(TRY IT): Retype the records that come next, word for word.

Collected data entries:
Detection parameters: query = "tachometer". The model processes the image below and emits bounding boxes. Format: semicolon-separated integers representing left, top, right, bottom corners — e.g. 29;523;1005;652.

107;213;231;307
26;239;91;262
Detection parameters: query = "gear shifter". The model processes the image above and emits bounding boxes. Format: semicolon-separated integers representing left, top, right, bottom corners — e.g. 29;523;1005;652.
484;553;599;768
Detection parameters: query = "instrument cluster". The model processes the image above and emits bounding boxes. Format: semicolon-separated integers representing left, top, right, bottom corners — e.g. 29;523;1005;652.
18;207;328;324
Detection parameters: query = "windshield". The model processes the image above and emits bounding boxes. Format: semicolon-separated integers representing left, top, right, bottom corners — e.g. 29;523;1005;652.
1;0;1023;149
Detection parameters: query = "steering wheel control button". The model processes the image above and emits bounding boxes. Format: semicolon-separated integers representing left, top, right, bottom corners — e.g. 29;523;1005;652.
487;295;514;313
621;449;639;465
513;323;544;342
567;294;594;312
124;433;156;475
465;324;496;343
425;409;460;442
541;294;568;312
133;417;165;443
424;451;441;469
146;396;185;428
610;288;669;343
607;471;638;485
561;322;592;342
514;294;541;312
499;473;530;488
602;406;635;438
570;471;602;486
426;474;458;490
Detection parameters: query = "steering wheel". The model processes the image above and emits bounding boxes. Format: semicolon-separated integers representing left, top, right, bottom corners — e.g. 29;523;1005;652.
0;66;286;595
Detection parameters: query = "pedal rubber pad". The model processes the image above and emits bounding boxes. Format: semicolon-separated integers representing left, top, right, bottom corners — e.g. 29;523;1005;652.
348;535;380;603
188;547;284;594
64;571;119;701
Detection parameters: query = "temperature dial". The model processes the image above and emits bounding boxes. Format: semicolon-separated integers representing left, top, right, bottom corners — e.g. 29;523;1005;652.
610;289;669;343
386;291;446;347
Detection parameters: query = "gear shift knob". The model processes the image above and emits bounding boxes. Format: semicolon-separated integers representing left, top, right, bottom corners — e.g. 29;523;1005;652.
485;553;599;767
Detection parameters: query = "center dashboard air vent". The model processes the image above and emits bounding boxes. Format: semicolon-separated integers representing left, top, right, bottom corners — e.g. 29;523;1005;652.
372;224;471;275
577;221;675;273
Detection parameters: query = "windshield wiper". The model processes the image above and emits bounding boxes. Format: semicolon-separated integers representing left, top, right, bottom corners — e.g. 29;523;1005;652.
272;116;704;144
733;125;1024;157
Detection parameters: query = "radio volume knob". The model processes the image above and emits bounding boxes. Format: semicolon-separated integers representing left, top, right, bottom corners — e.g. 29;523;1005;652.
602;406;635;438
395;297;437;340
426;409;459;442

(RESPONSE TO THIS EXERCISE):
Detection parameters: query = "tachometer". The model processes the image below and emits bounding boxes. Format: semicolon-separated integers representing left, top, right, bottom corners — e.g. 29;523;1005;652.

107;213;231;307
26;239;91;262
Detection parameters: query = "gear shifter". The model processes the image above and emits bounding boxes. Format: semicolon-separated integers representing left, top, right, bottom corners — e.g. 29;523;1005;652.
484;553;599;768
Detection parameters: query = "instrument cluster". The model processes the image above and emits bounding boxes. Format: semicolon-separated integers representing left, top, right, bottom corners — e.g. 29;523;1005;652.
18;207;328;324
Detection parameters: query = "windshield". The model processes the image above and emits bounding boxes. Format: semicolon-separated integers representing left, top, right, bottom corners — e.g. 29;523;1005;652.
1;0;1023;149
Detection parameters: query = "steering wheel control button". The model processes the image above and emits bounding boxes. Format: semicolon-separated integers representing left, top, right, bottom corners — e.g. 29;523;1005;652.
487;295;514;313
621;449;639;465
513;323;544;342
567;294;594;312
124;433;156;475
465;324;496;343
425;409;460;442
541;294;568;312
133;417;165;443
424;451;441;469
146;396;185;428
610;288;669;343
607;471;638;485
561;322;592;342
514;294;541;312
499;473;530;488
602;406;635;438
570;471;602;486
426;474;458;490
Detection parameters: query = "steering wheel". The model processes the image above and emits bounding boxes. Format: semicolon-separated integers representing left, top, right, bottom corners — e.g. 29;523;1005;652.
0;66;286;595
Detection parameters: query = "pedal rubber pad". The model processes the image above and emits bounding boxes. Format: semicolon-separated integers representing left, top, right, bottom corners — e.g. 29;523;1005;652.
348;535;380;603
188;547;284;594
64;571;119;701
Detection parameters: query = "temperature dial". The model processes the image above and emits bounding boxes. Format: semicolon-separated integers representing left, top, right, bottom corners — e.g. 29;523;1005;652.
610;289;669;343
386;291;446;347
Detection parameters: query = "gear shift knob". The model processes the image above and emits bounding boxes. Format: semicolon-separated integers representing left, top, right, bottom corners — e.g. 29;523;1005;652.
485;553;599;767
Detection parameters: query = "center dashboard air vent". The model processes the image above and emits bounding boxes. Format: semicolon-separated integers representing left, top, right, bottom corners — e.g. 29;523;1005;652.
372;224;471;275
577;221;675;273
Detection parameters: query = "windshield wiper". The model processes the image above and emits bounding boxes. Format: semicolon-separated integers representing left, top, right, bottom corners — e.g. 29;523;1005;652.
272;116;704;144
733;125;1024;157
Detection parameters: query = "radio volume knob". The model processes the image above and emits bounding boxes. Format: semicolon-separated integers representing left, top, right, bottom corners — e.g. 29;523;1005;652.
602;406;635;438
395;297;437;340
426;409;459;442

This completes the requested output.